#### TO DO
Pull out each line of the listing that contains the string "building".

- - - -

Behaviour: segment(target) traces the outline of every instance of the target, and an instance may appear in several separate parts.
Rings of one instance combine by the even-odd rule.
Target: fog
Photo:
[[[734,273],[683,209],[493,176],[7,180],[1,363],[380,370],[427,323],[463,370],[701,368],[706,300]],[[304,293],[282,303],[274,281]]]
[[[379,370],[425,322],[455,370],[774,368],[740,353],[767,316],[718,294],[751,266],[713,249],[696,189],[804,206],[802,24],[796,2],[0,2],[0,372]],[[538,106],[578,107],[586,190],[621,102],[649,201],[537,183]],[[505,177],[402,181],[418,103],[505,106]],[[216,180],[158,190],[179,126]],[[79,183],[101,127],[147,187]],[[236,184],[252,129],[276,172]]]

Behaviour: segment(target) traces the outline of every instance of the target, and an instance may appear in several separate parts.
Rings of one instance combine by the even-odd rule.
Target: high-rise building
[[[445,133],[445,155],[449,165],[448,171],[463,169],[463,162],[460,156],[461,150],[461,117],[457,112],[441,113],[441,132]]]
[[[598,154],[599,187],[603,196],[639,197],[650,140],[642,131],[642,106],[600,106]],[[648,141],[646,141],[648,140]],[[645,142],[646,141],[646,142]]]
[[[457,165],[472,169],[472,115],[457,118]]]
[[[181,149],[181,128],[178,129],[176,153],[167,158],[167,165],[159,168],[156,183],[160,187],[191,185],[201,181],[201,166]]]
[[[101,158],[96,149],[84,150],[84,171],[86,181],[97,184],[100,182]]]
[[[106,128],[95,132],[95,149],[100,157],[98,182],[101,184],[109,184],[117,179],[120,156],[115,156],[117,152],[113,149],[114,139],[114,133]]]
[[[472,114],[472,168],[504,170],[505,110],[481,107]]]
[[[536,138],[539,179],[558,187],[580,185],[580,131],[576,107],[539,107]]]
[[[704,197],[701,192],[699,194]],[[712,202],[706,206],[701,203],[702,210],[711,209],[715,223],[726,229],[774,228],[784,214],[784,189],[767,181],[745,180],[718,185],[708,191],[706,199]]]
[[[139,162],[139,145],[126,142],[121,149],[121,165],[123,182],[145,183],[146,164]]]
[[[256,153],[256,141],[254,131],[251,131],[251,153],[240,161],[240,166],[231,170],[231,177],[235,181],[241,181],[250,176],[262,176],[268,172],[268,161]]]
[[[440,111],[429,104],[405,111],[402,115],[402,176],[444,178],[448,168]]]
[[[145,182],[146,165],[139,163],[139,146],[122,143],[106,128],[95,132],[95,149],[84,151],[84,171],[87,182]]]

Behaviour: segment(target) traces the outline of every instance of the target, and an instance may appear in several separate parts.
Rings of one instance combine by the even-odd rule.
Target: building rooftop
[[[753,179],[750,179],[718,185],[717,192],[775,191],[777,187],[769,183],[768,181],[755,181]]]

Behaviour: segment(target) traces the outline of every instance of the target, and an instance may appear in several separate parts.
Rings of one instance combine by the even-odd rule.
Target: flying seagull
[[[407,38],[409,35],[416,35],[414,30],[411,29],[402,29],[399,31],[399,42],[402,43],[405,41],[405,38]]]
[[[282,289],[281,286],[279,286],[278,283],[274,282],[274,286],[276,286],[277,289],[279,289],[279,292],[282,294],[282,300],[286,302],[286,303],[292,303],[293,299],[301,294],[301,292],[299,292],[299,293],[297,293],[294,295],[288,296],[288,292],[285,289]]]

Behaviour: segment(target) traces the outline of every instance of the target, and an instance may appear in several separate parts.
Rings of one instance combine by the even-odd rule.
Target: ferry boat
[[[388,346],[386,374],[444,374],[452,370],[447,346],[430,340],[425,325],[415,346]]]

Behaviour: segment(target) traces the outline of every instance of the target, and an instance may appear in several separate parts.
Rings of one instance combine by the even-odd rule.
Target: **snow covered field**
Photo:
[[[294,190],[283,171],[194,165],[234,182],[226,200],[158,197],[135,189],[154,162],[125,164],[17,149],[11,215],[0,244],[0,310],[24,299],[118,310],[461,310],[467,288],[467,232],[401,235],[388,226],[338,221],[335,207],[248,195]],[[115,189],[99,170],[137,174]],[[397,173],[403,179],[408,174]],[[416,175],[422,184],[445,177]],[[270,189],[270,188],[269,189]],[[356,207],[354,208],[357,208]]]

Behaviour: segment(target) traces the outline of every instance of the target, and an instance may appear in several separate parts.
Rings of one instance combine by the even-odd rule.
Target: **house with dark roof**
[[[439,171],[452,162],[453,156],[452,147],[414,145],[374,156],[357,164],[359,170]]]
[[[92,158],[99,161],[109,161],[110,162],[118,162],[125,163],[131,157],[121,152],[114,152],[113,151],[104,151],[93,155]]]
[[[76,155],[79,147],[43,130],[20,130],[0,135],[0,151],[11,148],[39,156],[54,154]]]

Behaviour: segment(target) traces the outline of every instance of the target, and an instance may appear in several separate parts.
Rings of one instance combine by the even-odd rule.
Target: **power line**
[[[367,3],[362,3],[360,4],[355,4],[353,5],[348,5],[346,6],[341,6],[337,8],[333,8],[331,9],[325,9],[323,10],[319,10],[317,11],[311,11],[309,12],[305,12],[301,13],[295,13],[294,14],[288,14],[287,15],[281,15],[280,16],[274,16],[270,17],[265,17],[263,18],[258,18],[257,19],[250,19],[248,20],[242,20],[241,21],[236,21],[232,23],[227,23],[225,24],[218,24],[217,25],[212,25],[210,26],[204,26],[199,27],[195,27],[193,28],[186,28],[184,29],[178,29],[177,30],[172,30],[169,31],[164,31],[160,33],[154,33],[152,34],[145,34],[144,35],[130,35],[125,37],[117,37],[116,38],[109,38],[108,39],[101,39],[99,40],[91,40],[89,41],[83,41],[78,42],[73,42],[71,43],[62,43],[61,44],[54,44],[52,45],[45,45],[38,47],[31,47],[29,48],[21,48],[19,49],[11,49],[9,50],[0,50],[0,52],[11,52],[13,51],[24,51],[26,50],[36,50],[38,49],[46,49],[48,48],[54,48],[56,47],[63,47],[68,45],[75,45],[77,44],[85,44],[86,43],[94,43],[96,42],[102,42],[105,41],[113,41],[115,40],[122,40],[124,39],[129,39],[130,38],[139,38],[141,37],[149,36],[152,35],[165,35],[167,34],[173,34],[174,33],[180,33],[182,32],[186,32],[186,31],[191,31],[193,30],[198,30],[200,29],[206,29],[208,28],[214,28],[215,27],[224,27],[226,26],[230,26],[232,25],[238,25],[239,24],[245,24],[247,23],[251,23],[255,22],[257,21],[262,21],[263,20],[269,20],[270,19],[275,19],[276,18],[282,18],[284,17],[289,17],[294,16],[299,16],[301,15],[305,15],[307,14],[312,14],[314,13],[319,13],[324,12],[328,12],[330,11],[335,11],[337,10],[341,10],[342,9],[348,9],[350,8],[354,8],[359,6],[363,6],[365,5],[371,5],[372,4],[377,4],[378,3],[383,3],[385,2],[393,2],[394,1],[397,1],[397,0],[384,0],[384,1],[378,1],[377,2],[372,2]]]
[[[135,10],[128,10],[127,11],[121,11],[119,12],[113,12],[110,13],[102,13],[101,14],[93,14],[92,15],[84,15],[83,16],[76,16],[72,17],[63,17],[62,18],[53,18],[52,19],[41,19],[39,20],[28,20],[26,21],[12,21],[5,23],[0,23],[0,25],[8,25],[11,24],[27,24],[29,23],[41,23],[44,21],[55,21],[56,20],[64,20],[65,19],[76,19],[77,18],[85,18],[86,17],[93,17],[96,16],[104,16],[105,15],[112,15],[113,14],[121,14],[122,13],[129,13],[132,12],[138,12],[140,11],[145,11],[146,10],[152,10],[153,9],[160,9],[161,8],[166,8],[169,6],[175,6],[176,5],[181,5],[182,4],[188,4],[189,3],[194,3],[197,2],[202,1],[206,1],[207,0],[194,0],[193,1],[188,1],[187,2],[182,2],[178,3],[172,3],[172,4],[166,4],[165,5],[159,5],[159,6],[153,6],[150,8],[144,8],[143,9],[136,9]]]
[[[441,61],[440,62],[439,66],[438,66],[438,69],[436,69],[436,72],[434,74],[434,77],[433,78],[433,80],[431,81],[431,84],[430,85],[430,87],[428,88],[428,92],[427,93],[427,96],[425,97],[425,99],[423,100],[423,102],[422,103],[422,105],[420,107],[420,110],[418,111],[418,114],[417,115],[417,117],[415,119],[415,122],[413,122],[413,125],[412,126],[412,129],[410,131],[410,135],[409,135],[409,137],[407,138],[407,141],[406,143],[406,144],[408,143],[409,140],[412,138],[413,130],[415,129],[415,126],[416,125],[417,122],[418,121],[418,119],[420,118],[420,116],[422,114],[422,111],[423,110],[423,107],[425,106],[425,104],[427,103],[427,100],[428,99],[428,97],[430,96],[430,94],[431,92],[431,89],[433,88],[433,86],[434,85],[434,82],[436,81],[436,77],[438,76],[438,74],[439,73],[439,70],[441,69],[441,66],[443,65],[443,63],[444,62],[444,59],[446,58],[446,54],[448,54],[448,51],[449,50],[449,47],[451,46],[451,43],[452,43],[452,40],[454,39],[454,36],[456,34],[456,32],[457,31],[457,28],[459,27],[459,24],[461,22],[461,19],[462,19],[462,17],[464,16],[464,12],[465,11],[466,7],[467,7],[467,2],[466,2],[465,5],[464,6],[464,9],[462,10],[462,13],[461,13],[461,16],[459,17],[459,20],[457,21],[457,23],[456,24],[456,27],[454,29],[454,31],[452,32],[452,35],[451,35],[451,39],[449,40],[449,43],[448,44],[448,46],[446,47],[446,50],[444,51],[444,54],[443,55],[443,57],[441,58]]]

- - - -

#### RESPONSE TO THE TASK
Target: high-rise building
Target: building rooftop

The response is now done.